Brief
Return the full passage on pessimism about American decline, word for word.

Page extract
________
One sin common to diehards on both the political left and
right is pessimism, the unfounded conviction that our country is in
decline. Whether spreading the left’s dread that government agents
will force every American to go to Sunday school, or the right’s
insistence that immigration is destroying our society and values,
alarmist voices insist that our glory days are over and we’re headed
for a bleak, uncivil future.
We’ve heard such arguments since the 18th century. The only
difference is that, in the past, the hysteria was usually more
articulate. The prophets of doom have always been wrong. And barring
cataclysmic acts of God, the naysayers of today will be every bit as
embarrassed by history as those who once predicted that Irish
immigration, the income tax, racial integration, or Japanese
purchases of American real estate (remember those fears?) would lead
to the demise of the United States as we know it.
Never underestimate the power of the American dream and the
transformative genius of our country’s soul. Far from being in
decay, we are headed for even greater might, wealth, and moral
stature. The 21st century will not belong to China or to any other
foreign power. It will be yet another American century.
Despite living in the most revolutionary society in history, we
rarely pause to consider the degree to which we Americans have
altered fundamental human patterns that prevailed for millennia. The
real revolutionaries of the past century weren’t Che Guevara, Mao,
or Lenin, but middle-class Americans going about their daily lives.
________
Data section
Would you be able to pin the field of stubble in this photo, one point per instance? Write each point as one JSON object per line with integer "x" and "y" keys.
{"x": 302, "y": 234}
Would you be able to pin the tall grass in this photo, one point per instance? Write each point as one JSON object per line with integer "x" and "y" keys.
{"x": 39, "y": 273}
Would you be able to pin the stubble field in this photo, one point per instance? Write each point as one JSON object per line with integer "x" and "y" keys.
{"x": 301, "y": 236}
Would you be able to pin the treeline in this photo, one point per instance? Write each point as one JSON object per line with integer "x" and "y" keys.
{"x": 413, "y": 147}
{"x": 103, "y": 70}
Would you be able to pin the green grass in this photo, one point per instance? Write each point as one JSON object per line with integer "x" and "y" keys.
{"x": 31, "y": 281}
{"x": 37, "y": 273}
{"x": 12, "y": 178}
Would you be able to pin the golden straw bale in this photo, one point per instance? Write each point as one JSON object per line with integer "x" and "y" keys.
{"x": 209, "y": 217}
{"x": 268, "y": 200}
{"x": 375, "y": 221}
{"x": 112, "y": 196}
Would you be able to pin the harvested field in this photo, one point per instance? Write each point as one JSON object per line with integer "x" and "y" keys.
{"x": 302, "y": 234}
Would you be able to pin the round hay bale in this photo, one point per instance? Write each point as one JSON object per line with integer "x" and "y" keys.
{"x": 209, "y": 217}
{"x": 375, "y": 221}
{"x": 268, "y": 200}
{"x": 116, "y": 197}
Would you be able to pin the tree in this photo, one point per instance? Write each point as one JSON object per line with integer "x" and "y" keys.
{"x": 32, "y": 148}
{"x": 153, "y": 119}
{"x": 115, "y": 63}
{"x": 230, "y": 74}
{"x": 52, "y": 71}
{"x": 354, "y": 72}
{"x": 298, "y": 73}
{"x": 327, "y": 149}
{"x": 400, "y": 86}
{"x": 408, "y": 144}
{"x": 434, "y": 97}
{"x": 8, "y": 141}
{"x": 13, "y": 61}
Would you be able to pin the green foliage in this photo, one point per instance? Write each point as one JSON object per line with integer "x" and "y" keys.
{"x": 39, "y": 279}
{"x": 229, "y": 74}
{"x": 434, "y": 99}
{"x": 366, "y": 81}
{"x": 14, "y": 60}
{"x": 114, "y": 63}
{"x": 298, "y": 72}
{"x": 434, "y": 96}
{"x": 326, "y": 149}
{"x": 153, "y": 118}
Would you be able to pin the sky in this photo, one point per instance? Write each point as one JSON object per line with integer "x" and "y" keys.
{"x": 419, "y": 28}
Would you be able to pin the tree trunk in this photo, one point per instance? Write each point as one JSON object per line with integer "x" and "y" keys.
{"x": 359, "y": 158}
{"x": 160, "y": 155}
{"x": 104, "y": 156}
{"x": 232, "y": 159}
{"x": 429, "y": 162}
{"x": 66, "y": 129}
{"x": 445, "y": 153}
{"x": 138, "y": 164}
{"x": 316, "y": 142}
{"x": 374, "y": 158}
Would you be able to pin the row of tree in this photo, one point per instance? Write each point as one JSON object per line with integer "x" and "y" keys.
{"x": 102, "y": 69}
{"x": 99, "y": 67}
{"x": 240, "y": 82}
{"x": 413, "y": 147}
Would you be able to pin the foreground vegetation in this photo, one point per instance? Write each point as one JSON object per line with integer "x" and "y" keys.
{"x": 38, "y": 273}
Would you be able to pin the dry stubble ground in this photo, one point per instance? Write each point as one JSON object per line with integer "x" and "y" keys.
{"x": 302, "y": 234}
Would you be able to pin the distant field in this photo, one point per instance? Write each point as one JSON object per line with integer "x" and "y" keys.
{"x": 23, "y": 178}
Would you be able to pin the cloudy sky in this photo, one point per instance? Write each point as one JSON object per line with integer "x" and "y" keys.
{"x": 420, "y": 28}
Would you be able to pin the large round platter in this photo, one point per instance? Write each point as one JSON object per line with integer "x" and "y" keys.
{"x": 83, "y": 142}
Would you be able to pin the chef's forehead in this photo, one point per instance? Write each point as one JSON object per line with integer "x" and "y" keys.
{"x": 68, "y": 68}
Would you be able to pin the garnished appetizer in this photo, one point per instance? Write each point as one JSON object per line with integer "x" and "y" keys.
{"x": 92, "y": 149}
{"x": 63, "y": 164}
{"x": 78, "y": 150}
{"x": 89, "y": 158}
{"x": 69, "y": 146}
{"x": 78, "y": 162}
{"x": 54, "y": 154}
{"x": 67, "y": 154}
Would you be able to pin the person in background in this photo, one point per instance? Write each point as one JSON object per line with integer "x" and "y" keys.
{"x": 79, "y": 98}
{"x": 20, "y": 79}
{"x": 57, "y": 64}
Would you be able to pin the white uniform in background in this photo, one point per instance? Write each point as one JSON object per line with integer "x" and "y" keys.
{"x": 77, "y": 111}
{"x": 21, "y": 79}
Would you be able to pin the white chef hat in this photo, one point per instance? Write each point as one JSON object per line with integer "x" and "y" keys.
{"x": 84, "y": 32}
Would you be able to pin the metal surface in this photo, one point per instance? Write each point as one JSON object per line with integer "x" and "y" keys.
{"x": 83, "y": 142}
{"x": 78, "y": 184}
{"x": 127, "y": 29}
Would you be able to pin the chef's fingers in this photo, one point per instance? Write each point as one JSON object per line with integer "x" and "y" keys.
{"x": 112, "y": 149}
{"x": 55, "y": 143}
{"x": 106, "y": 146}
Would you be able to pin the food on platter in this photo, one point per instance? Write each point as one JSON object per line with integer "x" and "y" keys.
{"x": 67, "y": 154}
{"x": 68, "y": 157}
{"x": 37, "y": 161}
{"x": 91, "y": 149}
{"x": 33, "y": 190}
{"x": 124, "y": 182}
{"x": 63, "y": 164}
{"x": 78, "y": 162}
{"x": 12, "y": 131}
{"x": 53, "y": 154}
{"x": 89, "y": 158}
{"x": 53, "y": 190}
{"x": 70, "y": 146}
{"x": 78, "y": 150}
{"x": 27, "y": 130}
________
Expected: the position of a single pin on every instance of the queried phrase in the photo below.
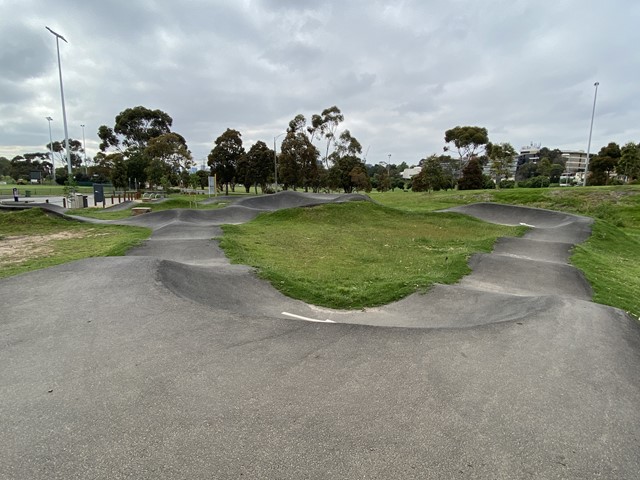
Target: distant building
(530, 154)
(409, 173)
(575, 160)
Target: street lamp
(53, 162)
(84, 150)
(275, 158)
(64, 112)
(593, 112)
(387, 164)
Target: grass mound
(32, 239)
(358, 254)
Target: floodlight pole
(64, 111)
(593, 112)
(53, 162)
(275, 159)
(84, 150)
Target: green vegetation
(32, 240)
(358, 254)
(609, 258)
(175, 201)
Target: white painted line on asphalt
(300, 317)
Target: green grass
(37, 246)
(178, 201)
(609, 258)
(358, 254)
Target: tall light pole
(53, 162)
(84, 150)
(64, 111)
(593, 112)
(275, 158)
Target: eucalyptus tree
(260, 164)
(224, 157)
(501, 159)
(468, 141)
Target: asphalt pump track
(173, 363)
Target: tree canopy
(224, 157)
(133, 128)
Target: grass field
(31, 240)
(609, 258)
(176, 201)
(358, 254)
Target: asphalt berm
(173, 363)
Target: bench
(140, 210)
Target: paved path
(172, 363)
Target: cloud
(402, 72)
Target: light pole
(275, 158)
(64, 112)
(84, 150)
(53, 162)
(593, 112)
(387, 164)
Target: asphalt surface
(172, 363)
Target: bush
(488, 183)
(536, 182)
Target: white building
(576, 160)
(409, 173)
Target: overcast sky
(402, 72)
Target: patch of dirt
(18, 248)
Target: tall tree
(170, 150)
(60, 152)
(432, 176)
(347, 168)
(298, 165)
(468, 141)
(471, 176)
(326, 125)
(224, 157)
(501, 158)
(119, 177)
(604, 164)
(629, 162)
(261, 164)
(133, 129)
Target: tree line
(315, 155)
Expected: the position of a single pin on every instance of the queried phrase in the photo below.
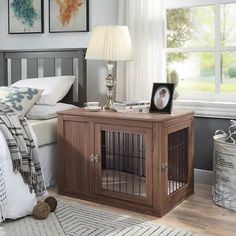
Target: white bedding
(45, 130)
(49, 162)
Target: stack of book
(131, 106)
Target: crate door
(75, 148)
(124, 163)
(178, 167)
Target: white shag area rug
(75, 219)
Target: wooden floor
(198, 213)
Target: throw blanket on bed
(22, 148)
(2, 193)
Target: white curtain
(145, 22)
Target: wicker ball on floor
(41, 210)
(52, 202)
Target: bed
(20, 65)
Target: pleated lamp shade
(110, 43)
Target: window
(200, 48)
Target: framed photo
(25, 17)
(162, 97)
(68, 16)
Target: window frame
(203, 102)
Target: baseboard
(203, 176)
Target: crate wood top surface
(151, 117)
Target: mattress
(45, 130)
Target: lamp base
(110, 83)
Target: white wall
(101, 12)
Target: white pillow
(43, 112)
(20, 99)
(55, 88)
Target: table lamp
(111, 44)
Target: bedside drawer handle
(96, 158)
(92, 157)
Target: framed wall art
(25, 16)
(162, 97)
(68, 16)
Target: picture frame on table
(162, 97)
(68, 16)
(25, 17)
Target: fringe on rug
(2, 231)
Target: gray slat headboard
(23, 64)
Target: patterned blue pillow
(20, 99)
________
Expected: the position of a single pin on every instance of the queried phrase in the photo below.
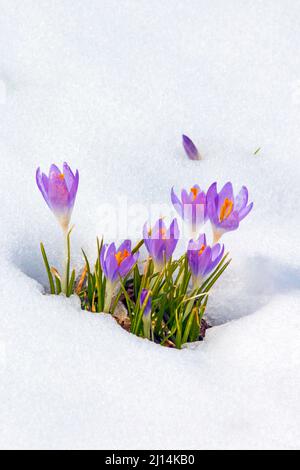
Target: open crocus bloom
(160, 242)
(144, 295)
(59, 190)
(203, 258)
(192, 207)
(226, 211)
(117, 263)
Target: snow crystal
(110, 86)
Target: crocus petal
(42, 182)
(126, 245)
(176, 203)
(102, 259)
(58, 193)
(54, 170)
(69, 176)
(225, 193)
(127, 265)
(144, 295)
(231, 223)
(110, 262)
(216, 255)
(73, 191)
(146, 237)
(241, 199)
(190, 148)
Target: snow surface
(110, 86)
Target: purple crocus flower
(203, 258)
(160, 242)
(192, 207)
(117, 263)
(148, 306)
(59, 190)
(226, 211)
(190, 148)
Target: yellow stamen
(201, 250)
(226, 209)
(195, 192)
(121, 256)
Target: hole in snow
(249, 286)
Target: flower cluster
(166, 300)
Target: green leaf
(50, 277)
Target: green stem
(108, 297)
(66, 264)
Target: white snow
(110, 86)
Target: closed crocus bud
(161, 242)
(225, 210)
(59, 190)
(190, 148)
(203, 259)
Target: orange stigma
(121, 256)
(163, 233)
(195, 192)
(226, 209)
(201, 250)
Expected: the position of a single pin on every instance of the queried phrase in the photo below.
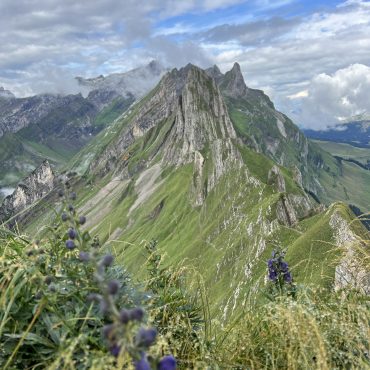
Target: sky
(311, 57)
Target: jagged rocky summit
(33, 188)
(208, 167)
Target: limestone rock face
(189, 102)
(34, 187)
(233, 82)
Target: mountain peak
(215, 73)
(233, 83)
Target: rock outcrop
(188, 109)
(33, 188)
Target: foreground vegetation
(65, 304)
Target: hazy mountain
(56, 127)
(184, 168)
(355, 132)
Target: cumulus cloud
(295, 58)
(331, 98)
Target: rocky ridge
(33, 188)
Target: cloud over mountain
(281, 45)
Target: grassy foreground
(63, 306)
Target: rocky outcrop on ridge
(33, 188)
________
Completed task
One sin common to diehards on both the political left and
right is pessimism, the unfounded conviction that our country is in
decline. Whether spreading the left’s dread that government agents
will force every American to go to Sunday school, or the right’s
insistence that immigration is destroying our society and values,
alarmist voices insist that our glory days are over and we’re headed
for a bleak, uncivil future.
We’ve heard such arguments since the 18th century. The only
difference is that, in the past, the hysteria was usually more
articulate. The prophets of doom have always been wrong. And barring
cataclysmic acts of God, the naysayers of today will be every bit as
embarrassed by history as those who once predicted that Irish
immigration, the income tax, racial integration, or Japanese
purchases of American real estate (remember those fears?) would lead
to the demise of the United States as we know it.
Never underestimate the power of the American dream and the
transformative genius of our country’s soul. Far from being in
decay, we are headed for even greater might, wealth, and moral
stature. The 21st century will not belong to China or to any other
foreign power. It will be yet another American century.
Despite living in the most revolutionary society in history, we
rarely pause to consider the degree to which we Americans have
altered fundamental human patterns that prevailed for millennia. The
real revolutionaries of the past century weren’t Che Guevara, Mao,
or Lenin, but middle-class Americans going about their daily lives.